— Exercise aim —
Omit all pictures. Print the remaining lines exactly, from the start of the data through the line containing "[[100, 378], [259, 129], [57, 425]]".

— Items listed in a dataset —
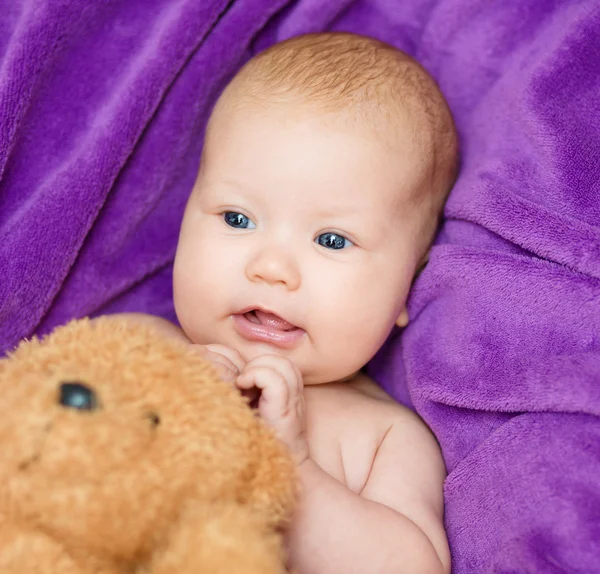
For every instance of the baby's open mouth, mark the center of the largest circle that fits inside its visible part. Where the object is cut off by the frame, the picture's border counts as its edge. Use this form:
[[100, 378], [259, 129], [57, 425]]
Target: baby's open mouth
[[256, 325], [259, 317]]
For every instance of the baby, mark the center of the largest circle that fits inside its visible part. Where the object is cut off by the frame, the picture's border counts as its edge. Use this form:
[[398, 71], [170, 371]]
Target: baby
[[326, 164]]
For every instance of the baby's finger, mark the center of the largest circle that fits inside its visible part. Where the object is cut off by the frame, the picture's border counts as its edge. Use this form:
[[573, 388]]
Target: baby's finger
[[289, 372], [275, 393]]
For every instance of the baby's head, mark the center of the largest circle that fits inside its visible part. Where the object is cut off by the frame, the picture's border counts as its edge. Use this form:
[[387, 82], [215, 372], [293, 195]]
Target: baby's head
[[326, 164]]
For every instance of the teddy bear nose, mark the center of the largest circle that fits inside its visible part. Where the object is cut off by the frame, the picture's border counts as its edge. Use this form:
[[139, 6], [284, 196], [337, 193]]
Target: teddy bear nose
[[76, 395]]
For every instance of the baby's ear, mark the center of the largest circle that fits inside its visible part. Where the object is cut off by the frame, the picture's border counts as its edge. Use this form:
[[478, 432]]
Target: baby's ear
[[402, 319]]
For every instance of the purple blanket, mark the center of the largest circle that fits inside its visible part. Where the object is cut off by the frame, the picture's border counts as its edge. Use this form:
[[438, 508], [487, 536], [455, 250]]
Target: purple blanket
[[102, 111]]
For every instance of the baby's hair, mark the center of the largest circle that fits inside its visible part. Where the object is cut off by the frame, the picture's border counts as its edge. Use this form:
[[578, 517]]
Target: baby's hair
[[364, 79]]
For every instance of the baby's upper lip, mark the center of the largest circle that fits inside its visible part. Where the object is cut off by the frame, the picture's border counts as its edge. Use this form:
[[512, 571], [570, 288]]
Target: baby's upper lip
[[266, 310]]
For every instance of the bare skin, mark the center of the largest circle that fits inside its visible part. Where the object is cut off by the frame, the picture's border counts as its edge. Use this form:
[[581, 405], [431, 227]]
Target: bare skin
[[297, 251]]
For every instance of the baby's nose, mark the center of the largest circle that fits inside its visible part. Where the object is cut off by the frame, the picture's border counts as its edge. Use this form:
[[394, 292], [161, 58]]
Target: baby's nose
[[274, 266]]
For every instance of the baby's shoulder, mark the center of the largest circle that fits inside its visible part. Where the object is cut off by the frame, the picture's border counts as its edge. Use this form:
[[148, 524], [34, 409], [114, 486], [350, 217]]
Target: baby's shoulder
[[346, 424], [359, 396]]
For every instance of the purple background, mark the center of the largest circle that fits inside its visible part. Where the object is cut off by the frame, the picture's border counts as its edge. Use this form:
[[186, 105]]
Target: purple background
[[102, 112]]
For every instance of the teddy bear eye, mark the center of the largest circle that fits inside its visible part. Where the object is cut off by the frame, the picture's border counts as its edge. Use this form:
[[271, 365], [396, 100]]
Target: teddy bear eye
[[76, 395]]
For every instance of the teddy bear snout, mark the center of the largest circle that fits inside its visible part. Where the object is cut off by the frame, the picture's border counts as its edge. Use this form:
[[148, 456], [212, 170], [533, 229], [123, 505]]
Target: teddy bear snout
[[77, 395]]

— Written answer —
For every instance of the baby's open mouth, mark the center of the largest circle that fits inside its visible part. Where the object is cut off by the frame, the picture's border counts as its edge. Use this form:
[[100, 378], [259, 129], [57, 425]]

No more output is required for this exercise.